Try it:
Keep the pictures out. Write out every line of the listing exactly.

Provided material:
========================
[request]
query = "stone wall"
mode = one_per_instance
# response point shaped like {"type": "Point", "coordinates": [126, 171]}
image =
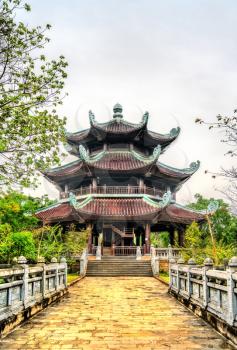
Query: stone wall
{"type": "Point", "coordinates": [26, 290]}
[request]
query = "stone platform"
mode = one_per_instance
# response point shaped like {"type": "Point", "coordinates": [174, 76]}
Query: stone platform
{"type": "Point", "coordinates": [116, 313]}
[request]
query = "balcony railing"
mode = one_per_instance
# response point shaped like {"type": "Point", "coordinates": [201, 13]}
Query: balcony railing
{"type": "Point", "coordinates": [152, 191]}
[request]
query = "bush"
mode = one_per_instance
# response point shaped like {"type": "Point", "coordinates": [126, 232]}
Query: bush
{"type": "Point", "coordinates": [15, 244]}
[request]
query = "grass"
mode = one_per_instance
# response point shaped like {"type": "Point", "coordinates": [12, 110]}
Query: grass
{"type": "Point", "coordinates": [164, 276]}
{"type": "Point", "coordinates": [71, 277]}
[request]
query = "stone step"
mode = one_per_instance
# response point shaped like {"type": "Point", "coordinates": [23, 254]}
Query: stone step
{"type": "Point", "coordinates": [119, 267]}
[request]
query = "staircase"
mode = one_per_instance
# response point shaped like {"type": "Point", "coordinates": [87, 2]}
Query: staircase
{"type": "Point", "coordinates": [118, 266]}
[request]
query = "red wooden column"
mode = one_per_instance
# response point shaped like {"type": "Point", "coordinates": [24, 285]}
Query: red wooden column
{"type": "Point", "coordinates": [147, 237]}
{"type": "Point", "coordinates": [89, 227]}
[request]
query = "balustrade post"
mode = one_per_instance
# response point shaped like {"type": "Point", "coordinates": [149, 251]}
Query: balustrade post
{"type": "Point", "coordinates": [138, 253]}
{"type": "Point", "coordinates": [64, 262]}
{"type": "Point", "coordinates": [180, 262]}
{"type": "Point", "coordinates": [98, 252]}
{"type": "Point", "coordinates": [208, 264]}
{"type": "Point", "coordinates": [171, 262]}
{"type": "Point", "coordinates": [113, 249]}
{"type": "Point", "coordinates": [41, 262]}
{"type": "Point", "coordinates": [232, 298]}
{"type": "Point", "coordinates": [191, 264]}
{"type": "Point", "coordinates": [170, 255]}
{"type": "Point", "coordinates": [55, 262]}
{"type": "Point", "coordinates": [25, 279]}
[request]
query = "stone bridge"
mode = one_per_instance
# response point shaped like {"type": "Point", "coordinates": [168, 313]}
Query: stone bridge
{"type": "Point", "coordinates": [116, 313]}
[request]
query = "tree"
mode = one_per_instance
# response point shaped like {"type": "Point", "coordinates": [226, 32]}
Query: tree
========================
Answer box:
[request]
query = "stone wall"
mode = one_per_instance
# response point shaped like {"type": "Point", "coordinates": [126, 171]}
image =
Query: stone wall
{"type": "Point", "coordinates": [26, 290]}
[request]
query = "stone platform"
mode = one_per_instance
# response point shaped like {"type": "Point", "coordinates": [174, 76]}
Query: stone platform
{"type": "Point", "coordinates": [116, 313]}
[request]
query = "balcony railing"
mode = one_per_instance
# response point shaped like {"type": "Point", "coordinates": [201, 13]}
Query: balcony railing
{"type": "Point", "coordinates": [152, 191]}
[request]
query = "bush"
mode = one_per_instance
# response point shaped like {"type": "Point", "coordinates": [126, 232]}
Query: bush
{"type": "Point", "coordinates": [15, 244]}
[request]
query = "grass"
mode = one_per_instance
# response point shaped like {"type": "Point", "coordinates": [12, 110]}
Query: grass
{"type": "Point", "coordinates": [164, 276]}
{"type": "Point", "coordinates": [71, 277]}
[request]
query = "stone step"
mode = one_per_instance
# response point shaped like {"type": "Point", "coordinates": [23, 254]}
Query: stone step
{"type": "Point", "coordinates": [119, 267]}
[request]
query = "staircase"
mode = one_per_instance
# response point shaped like {"type": "Point", "coordinates": [87, 2]}
Query: staircase
{"type": "Point", "coordinates": [118, 266]}
[request]
query = "red wooden column"
mode = one_per_instance
# response point shaped like {"type": "Point", "coordinates": [24, 285]}
Query: red wooden column
{"type": "Point", "coordinates": [147, 237]}
{"type": "Point", "coordinates": [89, 227]}
[request]
query = "balustrade post"
mode = one_per_instance
# response point shaped like {"type": "Point", "coordinates": [149, 251]}
Query: balustrade post
{"type": "Point", "coordinates": [138, 253]}
{"type": "Point", "coordinates": [64, 262]}
{"type": "Point", "coordinates": [180, 262]}
{"type": "Point", "coordinates": [98, 252]}
{"type": "Point", "coordinates": [208, 264]}
{"type": "Point", "coordinates": [171, 262]}
{"type": "Point", "coordinates": [113, 249]}
{"type": "Point", "coordinates": [41, 262]}
{"type": "Point", "coordinates": [232, 298]}
{"type": "Point", "coordinates": [191, 264]}
{"type": "Point", "coordinates": [170, 255]}
{"type": "Point", "coordinates": [55, 262]}
{"type": "Point", "coordinates": [25, 279]}
[request]
query = "stone bridge"
mode = one_per_instance
# response point shaped like {"type": "Point", "coordinates": [168, 313]}
Query: stone bridge
{"type": "Point", "coordinates": [116, 313]}
[request]
query = "tree"
mode = one_per_instance
# response point shaped like {"type": "Point", "coordinates": [226, 32]}
Query: tree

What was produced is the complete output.